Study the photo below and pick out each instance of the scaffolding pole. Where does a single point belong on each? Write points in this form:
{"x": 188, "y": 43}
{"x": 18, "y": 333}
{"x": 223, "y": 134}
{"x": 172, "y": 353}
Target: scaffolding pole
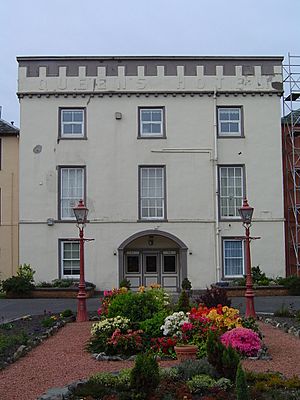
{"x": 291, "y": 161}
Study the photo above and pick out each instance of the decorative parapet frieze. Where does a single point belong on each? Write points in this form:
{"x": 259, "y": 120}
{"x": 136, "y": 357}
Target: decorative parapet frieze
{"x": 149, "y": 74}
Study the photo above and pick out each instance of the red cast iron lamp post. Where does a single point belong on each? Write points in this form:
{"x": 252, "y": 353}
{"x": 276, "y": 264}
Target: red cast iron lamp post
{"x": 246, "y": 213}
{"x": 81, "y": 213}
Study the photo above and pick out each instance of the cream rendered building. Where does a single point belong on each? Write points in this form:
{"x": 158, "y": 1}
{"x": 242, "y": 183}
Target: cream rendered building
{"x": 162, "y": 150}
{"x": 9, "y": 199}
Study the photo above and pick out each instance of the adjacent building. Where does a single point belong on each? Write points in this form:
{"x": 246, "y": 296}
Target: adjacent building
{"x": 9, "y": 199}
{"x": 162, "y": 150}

####

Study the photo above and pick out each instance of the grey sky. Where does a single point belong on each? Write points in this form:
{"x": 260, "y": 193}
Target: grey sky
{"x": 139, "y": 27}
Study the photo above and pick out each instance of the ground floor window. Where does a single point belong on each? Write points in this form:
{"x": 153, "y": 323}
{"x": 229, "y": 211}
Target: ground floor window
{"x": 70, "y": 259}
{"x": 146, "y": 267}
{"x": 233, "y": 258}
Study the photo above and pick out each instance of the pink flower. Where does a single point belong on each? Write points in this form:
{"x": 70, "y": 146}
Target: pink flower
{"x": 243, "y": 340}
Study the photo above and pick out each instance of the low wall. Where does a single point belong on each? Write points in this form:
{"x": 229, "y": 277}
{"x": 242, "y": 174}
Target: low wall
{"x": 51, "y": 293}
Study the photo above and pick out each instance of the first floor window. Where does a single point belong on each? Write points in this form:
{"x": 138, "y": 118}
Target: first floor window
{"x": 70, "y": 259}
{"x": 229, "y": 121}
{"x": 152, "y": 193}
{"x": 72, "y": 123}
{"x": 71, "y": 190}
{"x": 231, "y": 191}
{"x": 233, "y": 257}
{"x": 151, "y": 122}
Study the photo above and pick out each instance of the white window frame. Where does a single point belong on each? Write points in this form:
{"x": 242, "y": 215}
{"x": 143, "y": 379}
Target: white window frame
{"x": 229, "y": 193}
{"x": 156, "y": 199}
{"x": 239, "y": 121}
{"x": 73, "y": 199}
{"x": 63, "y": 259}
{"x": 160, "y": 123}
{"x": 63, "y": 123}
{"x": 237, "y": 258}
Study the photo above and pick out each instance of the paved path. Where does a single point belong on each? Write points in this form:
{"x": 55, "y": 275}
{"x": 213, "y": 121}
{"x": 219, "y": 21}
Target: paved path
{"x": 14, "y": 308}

####

● Exercise:
In the material above, locate the line containing "of the decorative" and the line containing "of the adjacent". Transcribe exactly those two lines and every line between them, and nothing more.

● Output:
Study the photo above and pick out each instance of the decorative parapet frieze. Where does a single point belong on each? Write points in this form:
{"x": 259, "y": 120}
{"x": 136, "y": 357}
Target: decorative parapet frieze
{"x": 149, "y": 74}
Study the photo above and pick out each instance of the red cast iron lamp post. Where does a single point belong on each? Write points in this form:
{"x": 252, "y": 353}
{"x": 276, "y": 264}
Target: red cast iron lamp post
{"x": 246, "y": 213}
{"x": 81, "y": 213}
Study the photo above and pick out each instance of the cream rendered building. Where does a single point belong on each? Write points in this form:
{"x": 158, "y": 1}
{"x": 242, "y": 183}
Target: cream rendered building
{"x": 162, "y": 150}
{"x": 9, "y": 199}
Study the photo above and pick out each instance of the adjacent building. Where does a single point belong on each? Write points in this form:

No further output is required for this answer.